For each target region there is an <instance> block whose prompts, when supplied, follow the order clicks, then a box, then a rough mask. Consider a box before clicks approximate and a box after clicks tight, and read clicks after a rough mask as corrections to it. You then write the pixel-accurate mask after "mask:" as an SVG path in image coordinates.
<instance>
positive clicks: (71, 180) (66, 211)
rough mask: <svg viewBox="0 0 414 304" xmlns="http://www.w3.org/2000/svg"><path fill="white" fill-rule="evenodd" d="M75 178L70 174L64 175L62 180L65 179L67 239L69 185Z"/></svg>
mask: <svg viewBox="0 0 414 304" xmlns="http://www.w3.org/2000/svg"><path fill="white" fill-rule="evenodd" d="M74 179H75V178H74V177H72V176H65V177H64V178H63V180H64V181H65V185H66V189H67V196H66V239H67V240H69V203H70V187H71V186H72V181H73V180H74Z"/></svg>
....
--- Try it ---
Rewrite the rows above with every "clicks" switched to "taps", keeping everything else the same.

--- Completed exercise ---
For each target region there is an <instance> block whose prompts, when supplied, follow the order taps, then a box, then a rough mask. Consider a box before taps approximate and a box after taps tight, and read taps after a rough mask as corrections to it. You then write the pixel-accurate mask after "mask:" as an SVG path in image coordinates.
<instance>
positive taps: (71, 180) (66, 211)
rough mask: <svg viewBox="0 0 414 304" xmlns="http://www.w3.org/2000/svg"><path fill="white" fill-rule="evenodd" d="M75 178L70 174L64 175L62 180L65 179L67 239L69 185Z"/></svg>
mask: <svg viewBox="0 0 414 304" xmlns="http://www.w3.org/2000/svg"><path fill="white" fill-rule="evenodd" d="M74 179H75V178H74V177H72V176H65V177H64V178H63V180H64V181H65V185H66V189H67V196H66V239H67V240H69V203H70V187H71V186H72V181H73V180H74Z"/></svg>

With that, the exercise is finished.